Segment Open
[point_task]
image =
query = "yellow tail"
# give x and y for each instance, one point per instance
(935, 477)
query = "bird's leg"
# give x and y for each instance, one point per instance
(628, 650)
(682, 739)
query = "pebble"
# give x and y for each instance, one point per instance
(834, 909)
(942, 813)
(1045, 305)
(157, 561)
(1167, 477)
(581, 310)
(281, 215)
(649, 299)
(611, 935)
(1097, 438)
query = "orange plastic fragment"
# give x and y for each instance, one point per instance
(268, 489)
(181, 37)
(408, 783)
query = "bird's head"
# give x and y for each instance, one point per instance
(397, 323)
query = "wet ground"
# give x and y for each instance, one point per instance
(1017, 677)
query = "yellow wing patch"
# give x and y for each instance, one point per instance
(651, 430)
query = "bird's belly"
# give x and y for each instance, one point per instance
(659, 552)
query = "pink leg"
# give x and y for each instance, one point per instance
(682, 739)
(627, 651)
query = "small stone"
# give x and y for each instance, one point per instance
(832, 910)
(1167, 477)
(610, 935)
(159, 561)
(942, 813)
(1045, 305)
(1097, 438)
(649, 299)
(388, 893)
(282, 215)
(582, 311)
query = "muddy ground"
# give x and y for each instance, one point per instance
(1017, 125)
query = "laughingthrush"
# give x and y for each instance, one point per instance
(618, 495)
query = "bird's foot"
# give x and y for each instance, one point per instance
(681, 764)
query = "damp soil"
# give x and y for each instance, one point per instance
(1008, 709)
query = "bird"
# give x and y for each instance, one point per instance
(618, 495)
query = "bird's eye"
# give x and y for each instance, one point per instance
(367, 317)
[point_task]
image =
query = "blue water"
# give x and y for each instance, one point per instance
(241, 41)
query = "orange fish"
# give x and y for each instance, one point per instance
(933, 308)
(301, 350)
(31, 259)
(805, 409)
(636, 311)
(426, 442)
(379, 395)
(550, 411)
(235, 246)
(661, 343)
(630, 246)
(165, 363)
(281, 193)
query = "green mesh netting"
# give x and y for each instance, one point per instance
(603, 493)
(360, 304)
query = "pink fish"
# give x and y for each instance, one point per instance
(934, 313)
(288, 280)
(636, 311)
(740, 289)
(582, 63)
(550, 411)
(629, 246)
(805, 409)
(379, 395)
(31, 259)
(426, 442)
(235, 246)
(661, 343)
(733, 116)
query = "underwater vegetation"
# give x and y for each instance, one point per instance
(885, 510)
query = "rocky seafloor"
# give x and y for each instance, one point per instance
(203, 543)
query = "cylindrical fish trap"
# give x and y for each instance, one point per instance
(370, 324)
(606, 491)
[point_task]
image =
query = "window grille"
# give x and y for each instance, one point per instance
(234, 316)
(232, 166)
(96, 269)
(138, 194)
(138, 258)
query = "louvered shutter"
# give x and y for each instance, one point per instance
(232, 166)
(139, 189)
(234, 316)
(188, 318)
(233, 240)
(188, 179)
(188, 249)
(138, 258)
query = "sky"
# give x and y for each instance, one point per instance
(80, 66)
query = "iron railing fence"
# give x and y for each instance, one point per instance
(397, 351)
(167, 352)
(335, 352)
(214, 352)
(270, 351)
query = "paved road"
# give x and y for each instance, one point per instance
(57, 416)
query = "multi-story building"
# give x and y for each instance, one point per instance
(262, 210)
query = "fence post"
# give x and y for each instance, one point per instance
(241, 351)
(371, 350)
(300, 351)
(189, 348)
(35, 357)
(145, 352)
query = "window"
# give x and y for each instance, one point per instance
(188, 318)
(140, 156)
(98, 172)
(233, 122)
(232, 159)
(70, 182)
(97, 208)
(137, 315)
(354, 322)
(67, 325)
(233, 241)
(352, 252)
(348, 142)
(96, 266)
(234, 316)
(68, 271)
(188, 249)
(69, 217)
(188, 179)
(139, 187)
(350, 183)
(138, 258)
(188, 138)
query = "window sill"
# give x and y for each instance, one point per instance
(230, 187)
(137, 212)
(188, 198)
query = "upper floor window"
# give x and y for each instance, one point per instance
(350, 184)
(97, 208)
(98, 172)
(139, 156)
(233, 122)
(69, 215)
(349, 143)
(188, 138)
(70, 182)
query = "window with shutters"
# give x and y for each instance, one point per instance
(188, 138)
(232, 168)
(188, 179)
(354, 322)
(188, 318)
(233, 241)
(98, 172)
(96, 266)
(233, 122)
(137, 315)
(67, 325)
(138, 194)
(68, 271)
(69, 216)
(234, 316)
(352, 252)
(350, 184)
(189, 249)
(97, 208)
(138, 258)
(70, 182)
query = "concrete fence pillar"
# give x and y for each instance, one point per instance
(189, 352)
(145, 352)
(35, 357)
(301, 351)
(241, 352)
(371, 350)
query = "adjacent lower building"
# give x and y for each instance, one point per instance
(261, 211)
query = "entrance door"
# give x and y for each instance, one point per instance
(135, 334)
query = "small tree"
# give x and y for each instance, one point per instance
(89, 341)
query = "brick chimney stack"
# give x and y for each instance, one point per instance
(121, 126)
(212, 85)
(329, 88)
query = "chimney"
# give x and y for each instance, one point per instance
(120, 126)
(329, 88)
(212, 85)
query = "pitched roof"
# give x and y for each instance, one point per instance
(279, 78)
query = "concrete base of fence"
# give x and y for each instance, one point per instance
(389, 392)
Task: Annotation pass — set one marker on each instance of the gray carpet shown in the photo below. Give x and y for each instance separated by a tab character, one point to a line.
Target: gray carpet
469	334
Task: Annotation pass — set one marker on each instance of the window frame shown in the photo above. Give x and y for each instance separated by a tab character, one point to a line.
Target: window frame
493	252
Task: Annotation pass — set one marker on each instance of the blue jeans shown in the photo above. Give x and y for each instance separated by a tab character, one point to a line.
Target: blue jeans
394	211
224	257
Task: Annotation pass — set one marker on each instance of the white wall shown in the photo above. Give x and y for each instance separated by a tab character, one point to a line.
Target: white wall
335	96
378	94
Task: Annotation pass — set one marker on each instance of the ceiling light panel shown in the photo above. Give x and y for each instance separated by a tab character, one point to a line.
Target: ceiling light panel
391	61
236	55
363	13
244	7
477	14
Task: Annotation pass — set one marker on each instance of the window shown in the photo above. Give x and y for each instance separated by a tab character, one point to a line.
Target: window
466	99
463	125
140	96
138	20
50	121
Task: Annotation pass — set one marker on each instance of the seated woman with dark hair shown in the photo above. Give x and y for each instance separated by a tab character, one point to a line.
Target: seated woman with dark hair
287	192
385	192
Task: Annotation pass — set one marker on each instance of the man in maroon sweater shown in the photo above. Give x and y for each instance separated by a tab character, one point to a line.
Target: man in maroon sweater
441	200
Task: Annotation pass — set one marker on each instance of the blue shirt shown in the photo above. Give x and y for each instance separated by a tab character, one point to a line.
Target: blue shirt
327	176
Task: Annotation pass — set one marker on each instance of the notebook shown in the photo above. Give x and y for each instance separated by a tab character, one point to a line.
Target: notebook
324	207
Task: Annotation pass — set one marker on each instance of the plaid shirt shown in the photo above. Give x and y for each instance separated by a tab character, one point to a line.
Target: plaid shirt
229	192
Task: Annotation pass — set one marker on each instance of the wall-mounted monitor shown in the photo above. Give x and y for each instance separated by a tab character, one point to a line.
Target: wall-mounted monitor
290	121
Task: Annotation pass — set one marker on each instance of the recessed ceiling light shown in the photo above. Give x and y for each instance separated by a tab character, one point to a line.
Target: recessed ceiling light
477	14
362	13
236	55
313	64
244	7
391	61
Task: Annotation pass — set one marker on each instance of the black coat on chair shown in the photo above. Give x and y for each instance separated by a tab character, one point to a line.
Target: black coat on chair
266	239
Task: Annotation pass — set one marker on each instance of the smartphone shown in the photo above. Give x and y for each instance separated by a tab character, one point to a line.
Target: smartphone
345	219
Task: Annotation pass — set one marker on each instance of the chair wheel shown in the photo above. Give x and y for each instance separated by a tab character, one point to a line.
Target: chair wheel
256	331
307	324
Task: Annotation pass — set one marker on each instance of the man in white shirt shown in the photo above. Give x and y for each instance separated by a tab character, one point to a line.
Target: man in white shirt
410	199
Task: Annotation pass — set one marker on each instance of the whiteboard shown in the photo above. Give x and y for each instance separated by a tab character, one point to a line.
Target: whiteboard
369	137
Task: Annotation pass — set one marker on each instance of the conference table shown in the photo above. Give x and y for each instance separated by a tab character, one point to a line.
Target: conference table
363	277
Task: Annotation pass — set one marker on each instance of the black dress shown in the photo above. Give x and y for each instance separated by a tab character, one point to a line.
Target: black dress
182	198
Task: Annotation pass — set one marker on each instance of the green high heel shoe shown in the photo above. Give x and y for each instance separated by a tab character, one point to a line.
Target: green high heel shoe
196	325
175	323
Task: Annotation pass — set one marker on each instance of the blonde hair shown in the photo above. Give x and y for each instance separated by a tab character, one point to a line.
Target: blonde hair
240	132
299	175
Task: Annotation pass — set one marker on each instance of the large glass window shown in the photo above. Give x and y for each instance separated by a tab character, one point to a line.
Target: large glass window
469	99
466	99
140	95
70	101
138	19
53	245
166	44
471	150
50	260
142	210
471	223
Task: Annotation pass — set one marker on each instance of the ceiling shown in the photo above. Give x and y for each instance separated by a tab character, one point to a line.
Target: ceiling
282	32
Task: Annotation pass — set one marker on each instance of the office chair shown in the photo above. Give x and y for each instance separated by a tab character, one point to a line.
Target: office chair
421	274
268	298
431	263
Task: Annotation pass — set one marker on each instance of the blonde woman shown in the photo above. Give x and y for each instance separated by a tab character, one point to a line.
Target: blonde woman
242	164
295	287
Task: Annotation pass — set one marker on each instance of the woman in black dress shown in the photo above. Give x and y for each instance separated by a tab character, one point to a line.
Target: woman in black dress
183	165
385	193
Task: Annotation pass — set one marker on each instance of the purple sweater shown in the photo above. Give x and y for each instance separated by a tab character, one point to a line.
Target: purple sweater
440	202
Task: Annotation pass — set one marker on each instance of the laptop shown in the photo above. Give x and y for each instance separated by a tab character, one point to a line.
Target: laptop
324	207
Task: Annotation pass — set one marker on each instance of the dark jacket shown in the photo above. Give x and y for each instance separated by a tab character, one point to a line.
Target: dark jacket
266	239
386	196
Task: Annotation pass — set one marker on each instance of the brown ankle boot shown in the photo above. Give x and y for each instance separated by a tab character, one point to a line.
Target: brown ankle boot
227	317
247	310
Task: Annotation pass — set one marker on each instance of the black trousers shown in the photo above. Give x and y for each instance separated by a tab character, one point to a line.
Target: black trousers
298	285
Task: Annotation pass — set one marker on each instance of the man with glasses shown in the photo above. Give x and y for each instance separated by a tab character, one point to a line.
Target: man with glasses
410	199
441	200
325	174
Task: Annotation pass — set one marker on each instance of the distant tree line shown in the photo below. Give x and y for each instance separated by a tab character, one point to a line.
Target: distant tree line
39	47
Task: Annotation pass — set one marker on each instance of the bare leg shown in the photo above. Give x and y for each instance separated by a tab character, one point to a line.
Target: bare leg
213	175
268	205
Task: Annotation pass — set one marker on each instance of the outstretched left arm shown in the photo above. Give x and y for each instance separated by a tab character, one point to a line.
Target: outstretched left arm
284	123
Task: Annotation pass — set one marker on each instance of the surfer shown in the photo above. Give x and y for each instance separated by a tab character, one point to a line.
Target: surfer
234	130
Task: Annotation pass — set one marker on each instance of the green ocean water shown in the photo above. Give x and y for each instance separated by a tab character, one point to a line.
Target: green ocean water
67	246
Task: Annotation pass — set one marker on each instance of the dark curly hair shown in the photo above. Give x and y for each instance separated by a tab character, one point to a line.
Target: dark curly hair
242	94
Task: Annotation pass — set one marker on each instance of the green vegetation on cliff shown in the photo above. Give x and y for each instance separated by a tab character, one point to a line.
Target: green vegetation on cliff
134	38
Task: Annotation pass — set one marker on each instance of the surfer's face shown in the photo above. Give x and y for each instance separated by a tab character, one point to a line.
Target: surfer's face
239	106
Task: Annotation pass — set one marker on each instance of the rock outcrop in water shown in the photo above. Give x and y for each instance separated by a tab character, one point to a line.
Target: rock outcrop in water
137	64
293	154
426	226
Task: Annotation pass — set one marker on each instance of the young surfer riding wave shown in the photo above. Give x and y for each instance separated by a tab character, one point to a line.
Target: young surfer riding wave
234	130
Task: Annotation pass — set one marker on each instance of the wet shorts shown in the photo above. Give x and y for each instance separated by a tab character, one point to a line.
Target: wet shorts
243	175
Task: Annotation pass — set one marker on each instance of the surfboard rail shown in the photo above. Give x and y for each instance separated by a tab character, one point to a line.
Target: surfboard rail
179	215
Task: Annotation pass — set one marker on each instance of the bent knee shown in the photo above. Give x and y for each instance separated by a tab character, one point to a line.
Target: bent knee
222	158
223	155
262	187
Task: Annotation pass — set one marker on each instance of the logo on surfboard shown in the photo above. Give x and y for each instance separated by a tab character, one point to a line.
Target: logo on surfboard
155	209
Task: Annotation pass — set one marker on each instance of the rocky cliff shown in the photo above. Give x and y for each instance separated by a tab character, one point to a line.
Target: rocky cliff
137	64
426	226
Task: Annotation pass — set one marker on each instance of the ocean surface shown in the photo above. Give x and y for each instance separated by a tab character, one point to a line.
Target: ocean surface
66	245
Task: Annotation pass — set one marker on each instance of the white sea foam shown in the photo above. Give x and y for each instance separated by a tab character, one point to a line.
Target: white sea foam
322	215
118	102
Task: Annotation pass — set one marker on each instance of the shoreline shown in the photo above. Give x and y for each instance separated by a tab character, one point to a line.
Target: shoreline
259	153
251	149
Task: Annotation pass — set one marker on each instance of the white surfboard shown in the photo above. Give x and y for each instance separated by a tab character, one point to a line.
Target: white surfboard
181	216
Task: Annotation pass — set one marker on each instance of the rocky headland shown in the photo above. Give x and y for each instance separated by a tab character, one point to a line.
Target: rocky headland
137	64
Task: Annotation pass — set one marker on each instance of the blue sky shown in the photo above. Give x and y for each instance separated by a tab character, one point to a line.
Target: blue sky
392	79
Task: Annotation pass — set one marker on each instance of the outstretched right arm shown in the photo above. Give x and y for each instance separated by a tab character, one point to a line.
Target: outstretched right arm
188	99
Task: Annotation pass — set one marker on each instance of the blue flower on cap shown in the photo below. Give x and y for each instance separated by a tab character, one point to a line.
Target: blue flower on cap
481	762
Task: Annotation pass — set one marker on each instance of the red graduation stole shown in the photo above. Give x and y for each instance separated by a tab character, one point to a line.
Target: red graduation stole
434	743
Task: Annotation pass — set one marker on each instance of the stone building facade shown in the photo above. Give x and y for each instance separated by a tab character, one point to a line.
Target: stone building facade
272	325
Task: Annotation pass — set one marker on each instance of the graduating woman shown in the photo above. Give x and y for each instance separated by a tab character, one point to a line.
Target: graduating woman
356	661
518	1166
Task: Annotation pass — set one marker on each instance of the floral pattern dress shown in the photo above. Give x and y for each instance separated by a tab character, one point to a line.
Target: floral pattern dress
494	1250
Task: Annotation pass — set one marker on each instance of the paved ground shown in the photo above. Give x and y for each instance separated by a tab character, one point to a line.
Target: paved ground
Segment Closed
Exercise prompt :: Find every line above that contains the word "fish", and return each one.

Finished exercise ::
query = "orange fish"
query = "pink fish"
query = "cylindrical fish trap"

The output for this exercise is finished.